Items from a data source:
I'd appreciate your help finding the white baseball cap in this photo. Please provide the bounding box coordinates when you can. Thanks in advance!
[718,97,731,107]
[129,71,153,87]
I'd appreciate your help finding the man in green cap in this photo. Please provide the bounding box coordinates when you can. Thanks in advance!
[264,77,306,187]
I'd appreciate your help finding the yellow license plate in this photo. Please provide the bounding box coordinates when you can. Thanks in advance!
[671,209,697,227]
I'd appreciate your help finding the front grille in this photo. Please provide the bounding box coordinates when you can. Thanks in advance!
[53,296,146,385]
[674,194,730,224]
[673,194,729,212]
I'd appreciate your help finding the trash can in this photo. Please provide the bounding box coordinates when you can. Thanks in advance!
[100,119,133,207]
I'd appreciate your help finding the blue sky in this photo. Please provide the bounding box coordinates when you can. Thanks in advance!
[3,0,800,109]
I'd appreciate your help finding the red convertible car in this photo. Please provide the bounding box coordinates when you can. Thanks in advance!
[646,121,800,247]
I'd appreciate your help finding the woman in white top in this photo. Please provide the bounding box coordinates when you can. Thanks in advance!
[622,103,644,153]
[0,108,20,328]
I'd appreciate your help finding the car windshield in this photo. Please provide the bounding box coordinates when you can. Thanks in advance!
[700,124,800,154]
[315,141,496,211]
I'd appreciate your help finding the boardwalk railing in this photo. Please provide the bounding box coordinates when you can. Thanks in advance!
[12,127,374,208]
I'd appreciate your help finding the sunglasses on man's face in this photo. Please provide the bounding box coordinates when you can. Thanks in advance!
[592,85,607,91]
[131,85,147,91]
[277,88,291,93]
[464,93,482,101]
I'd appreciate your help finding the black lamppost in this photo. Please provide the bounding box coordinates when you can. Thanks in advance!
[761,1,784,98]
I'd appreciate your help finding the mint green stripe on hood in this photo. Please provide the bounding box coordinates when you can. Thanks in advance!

Your instructions: The required result is an identical copy of the records above.

Answer box:
I'd appreciate your help finding the white baseball cap in this photo. Please provide the bounding box coordinates when you can. Thanks in advance!
[718,97,731,107]
[129,71,153,87]
I'd appreciate your help finding the man in green cap in this photo. Please provide the bounding box coordinates when you can. Thanks in advance!
[264,77,306,187]
I'd appreciate your help finding the yellow license plate in this photo. Please provide the bounding box coordinates when you can. Thanks in advance!
[671,209,697,227]
I'd appreciate your help finding the front grille in this photo. Please provide the bounding box coordinates when you can. Thanks in advance!
[53,296,146,385]
[674,194,730,224]
[673,194,729,212]
I'd appreciate your help finding the trash can in this photo. Please provide the bounding box coordinates when you can. Thanks in advance!
[100,119,133,207]
I'd appreciate your help finding the blue sky in this photo. Please provide the bounding box coordinates when you can. Thanks in advance!
[3,0,800,109]
I'd appreciate your help finding the red convertible car in this photo. Please provide the bounding box coordinates when you can. Thanks in advance!
[646,121,800,247]
I'd appreciate your help finding the woman in white top in this photo. Please provide the bounding box coordinates when you can. Thanks in advance!
[622,103,644,153]
[0,108,20,328]
I'd appreciate your help finding the car windshield in this photo. Please provide the bounding box coordinates when you can. Thanks in advance!
[700,124,800,154]
[315,141,496,211]
I'd appreciate your help finding the boardwalk railing in this photo. Please provide the bounding box coordinates when you can. Thanks in advance!
[12,127,374,208]
I'd appreciate your help finding the sunglasses on man's face in this photo. Please provide the bounding box coordinates when you can. Thanks in advance!
[592,85,607,91]
[131,85,147,91]
[277,88,291,93]
[464,93,482,101]
I'd appreciate your help finding the black lamppost in this photo. Please provide the bounding box coordinates when you can. Thanks in advance!
[761,1,784,98]
I'd appreciate your help finding the mint green stripe on hood in this photo. Please provide the bounding box coordinates when you can. Thanks in advance!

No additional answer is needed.